Copy every item that follows word for word, changing nothing.

— START —

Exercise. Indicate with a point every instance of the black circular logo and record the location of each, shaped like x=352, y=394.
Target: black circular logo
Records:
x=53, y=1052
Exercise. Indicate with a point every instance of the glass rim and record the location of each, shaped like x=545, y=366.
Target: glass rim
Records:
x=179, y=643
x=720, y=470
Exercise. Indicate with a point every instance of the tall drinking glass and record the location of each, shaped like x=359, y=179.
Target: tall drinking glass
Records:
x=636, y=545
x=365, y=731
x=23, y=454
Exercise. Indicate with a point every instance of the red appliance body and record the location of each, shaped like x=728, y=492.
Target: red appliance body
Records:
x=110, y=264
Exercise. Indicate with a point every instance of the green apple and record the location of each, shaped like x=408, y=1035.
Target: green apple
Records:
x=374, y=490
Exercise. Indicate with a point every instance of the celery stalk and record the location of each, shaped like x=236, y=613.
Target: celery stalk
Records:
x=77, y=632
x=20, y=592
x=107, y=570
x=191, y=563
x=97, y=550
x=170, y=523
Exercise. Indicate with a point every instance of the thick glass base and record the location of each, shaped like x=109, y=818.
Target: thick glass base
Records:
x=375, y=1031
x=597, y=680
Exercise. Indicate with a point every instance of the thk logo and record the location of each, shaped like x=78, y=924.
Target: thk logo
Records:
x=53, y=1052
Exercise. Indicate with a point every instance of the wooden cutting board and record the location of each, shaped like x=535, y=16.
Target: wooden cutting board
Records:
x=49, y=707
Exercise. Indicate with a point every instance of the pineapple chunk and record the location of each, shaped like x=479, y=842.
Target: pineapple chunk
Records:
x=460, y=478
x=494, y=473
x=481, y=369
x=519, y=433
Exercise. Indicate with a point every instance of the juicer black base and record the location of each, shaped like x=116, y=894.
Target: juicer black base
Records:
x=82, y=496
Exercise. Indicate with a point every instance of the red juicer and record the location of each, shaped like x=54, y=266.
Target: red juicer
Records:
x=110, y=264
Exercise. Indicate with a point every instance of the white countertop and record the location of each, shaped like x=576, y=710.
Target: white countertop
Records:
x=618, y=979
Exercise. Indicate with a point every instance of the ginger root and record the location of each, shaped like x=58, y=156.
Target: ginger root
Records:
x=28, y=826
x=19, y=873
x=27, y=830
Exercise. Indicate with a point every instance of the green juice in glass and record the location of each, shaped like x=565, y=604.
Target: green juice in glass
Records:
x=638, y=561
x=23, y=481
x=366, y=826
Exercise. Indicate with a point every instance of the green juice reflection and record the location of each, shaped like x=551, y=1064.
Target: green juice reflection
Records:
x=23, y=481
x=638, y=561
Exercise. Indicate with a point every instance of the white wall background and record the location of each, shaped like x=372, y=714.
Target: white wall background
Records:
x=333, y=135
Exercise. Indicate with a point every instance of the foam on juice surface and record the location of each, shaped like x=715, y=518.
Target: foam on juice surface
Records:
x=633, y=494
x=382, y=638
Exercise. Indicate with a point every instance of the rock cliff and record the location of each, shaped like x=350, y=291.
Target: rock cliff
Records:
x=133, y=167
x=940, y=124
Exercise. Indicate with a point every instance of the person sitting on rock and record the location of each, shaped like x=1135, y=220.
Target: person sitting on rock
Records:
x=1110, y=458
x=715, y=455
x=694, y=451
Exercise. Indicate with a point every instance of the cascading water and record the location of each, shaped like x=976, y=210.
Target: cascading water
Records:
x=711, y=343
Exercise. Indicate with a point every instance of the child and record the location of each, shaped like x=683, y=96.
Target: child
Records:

— END —

Exercise answer.
Exercise. Indicate with a point every instance of the black circular logo and record the location of each, shaped like x=352, y=394.
Target: black circular logo
Records:
x=53, y=1052
Exercise. Indicate with a point every instance of the glass rim and record the location of each, shaped like x=545, y=366.
Target: glass rim
Records:
x=179, y=643
x=720, y=470
Exercise. Indicate with a point every instance of the tall drinking glass and record the location of each, shaped like x=359, y=179.
Target: tall drinking glass
Records:
x=636, y=545
x=365, y=731
x=23, y=454
Exercise. Indicate with a point every instance of the red appliance body and record the location of each, shaped like x=728, y=492.
Target: red appliance body
Records:
x=110, y=264
Exercise. Indicate with a point every instance of the green apple and record the location of each, shaped like x=408, y=1035.
Target: green apple
Records:
x=374, y=490
Exercise. Indicate with a point every instance of the celery stalk and record the location of each, shaped like x=236, y=613.
Target: celery stalk
Records:
x=77, y=632
x=20, y=592
x=107, y=570
x=191, y=563
x=97, y=550
x=170, y=523
Exercise. Indicate with a point every instance of the thick glass base and record the location of each, shaped like x=109, y=818.
Target: thick glass base
Records:
x=375, y=1031
x=597, y=680
Exercise. Indicate with a point every instance of the thk logo and record the location of each, shaped like x=78, y=924.
Target: thk logo
Records:
x=53, y=1052
Exercise. Indicate with a point every instance of the wooden cutting board and record the location of each, shaped like x=535, y=16.
Target: wooden cutting board
Records:
x=49, y=707
Exercise. Indicate with a point every instance of the pineapple chunk and record the location of each, shaped like x=479, y=842.
Target: pineapple chunk
Records:
x=460, y=478
x=494, y=473
x=481, y=369
x=519, y=433
Exercise. Indicate with a point every instance of the juicer black base and record the location of each, shaped like x=116, y=894.
Target: juicer black base
Records:
x=82, y=496
Exercise. Indicate with a point every instance of the red juicer and record the location of each, shaped like x=54, y=266.
Target: red juicer
Records:
x=110, y=264
Exercise. Indicate with a point every instance of the white countertop and record the location of each, shaped like x=576, y=710.
Target: white countertop
Records:
x=618, y=979
Exercise. Indicate with a point every instance of the ginger root and record the location of each, shaped like x=58, y=156.
Target: ginger root
Records:
x=28, y=826
x=19, y=873
x=27, y=830
Exercise. Indicate with a point every instance of the green juice in glass and record the location of each, shaped like x=565, y=604.
Target: green juice in glass
Records:
x=638, y=561
x=23, y=481
x=366, y=826
Exercise. Indicate with a point every instance of the green juice reflection and record the location of each, shaped like x=551, y=1064.
Target: green juice reflection
Records:
x=23, y=481
x=638, y=561
Exercise. Indicate with a point every instance of the white wall background and record the location of each, shaped like x=372, y=714.
Target: white wall background
Records:
x=333, y=135
Exercise. Indicate with a point every instance of the foam on juice surface and record the location of each, shaped like x=715, y=518.
Target: foam on juice surface
Records:
x=633, y=494
x=382, y=638
Exercise. Indicate with a point every instance of the rock cliff and record the location of each, shaped like x=350, y=291.
Target: rock cliff
Records:
x=133, y=167
x=940, y=124
Exercise. Indicate with a point every instance of the person sitting on rock and record the location of each, shaped like x=1135, y=220.
Target: person sitting on rock
Records:
x=1110, y=458
x=715, y=455
x=694, y=451
Exercise. Indicate with a point every instance of the cascading water and record the location of each, shaped like x=976, y=210.
Target: cascading water
Records:
x=711, y=343
Exercise. Indicate with a point every instance of the child and record the location of each, shaped like x=683, y=96.
Target: child
Records:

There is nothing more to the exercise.